Conclusively, the Court is urged upon to reverse the decision of the Court below because the prosecution has woefully failed to prove its case beyond reasonable doubt.
Contrariwise, the Respondent’s brief deemed properly filed on 13/4/2016, equally spans a total of 30 pages. At page 4 of the said brief, the sole issue raised by the Appellant has been adopted by the Respondent.
Count 1, is canvassed at pages 5 – 11 of the brief, to the effect that the Court below was right in convicting the Appellant in consideration of the totality of the evidence. That the inference of agreement between the Appellant and the deceased 1st accused [Enefiok Michael Tom] is rightly supported by Exhibit B, and the evidence of PW1 and PW2.
Further submitted, that the Appellant in the instant case assented to and encouraged the common design of the deceased 1st accused, when he ushered in the deceased into the room of the latter. See ERIM VS. STATE [2012] 9 ACLR 344 @ 367; AKINKUNMI VS. STATE [1987] 1 NWLR [Pt. 52] 608.
The Court is urged to resolve that the Court below was right in convicting and sentencing the Appellant to two years imprisonment for the offence of conspiracy to commit an unlawful purpose.
The second count of the charge has been argued at pages 11 – 15 of the Respondent’s brief. It is submitted that Exhibit D is a document that speaks for itself. It is a sufficient evidence and the Court below was right to have relied on it to reach the conclusion that the deceased was 12 years old at the material time.

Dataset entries
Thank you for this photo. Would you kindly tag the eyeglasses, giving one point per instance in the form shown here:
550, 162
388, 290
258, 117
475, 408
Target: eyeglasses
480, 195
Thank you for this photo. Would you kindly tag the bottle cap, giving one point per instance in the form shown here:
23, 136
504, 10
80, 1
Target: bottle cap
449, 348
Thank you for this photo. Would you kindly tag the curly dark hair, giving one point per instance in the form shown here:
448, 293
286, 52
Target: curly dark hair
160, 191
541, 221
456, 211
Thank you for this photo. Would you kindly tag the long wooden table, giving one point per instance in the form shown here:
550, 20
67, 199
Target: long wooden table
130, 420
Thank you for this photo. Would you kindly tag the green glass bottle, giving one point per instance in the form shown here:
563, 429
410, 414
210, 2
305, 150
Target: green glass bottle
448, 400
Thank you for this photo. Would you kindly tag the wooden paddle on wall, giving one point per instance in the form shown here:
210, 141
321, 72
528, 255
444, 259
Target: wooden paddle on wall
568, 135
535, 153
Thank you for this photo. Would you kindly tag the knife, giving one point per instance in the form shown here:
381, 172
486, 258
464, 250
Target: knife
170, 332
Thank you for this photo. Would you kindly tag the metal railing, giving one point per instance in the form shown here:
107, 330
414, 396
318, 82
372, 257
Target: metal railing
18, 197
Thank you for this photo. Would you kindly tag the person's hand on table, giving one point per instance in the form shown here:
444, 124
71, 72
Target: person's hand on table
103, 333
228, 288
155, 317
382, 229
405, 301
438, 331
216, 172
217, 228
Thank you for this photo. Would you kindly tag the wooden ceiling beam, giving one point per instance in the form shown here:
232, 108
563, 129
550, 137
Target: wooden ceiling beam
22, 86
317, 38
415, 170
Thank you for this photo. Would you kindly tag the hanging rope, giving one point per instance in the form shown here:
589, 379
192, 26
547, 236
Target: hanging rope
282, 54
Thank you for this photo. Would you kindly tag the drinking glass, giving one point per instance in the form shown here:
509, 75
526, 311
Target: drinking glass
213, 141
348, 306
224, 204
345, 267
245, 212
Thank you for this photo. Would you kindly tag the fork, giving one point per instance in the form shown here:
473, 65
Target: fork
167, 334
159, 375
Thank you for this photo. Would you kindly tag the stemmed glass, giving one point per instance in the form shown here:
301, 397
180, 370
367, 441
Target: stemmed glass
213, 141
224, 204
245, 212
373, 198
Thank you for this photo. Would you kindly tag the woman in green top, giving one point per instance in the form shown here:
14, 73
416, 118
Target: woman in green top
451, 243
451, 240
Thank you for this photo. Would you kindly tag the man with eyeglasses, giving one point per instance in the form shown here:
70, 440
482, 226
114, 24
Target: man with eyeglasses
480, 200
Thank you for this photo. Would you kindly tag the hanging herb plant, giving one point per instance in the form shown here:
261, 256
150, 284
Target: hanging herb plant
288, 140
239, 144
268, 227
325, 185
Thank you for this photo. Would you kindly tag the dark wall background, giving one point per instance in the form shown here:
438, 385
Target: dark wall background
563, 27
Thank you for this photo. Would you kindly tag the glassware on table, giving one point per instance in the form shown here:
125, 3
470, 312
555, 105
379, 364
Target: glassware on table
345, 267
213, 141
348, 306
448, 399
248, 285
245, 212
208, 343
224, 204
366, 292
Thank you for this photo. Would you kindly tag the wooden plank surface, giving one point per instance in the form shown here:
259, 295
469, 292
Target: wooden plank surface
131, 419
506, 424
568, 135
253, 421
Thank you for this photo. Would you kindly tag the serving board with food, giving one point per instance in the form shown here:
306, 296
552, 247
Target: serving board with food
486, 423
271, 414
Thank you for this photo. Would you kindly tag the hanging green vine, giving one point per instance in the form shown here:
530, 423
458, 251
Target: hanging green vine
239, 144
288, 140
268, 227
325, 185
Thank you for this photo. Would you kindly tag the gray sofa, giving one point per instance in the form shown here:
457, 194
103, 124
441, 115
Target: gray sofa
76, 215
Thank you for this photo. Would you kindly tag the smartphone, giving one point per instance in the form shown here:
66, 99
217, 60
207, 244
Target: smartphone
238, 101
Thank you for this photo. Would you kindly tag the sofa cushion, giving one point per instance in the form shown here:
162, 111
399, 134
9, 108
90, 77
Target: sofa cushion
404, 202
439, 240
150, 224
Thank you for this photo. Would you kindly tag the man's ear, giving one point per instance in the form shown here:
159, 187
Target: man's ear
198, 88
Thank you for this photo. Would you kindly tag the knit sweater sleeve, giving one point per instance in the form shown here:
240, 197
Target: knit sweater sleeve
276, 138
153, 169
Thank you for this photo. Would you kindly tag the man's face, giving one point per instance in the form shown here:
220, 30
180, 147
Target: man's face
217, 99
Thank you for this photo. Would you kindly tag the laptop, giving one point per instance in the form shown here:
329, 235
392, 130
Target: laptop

- [Work request 1] According to the appellate ruling excerpt, on what date was the Respondent's brief deemed properly filed?
- [Work request 2] Extend the appellate ruling excerpt past its final sentence.
Nothing in the records is needed for this work.

- [Task answer 1] 13/4/2016

- [Task answer 2]
Further submitted, that there is an ample evidence showing that the PW3, the medical Doctor, could identify the corpse of the deceased having treated the deceased from 28/8/04 till her death on 09/9/04. Thus, the failure of the prosecution to name the person who identified the corpse of the deceased is immaterial.
It was contended that the strong evidence of the prosecution proved beyond reasonable doubt that the death of the deceased was due to Septieramia [Septicemia] following burns and injury following suspected rape. That this conforms with the Appellant’s confession [Exhibit B] that he poured acid on the mouth and neck of the girl- Naomi and that he sexed the deceased two times after the deceased 1st accused already had sexed her twice. See Exhibit B, [pages 9 – 10 of the Record]: UKWA EGBE ENEWOH VS THE STATE [1990] 4 NWLR [Pt. 145] 469 @ 482; EDIM VS THE STATE [1972] 4 SC 160; IKUMONIHAN VS STATE [2014] 2 NWLR [Pt. 1392] 564 @ 604 C – D.
Further contended, that the issue of identification of the corpse of the deceased should be discountenanced, on the ground that it was raised for the first time on appeal. The said issue is allegedly incompetent, as no leave was sought and obtained. See CHIEF SUNDAY ORIORIO VS. CHIEF JOSEPH OSAIN [2012] MRSCJ VOL. 8, 109 @ 129 E – G.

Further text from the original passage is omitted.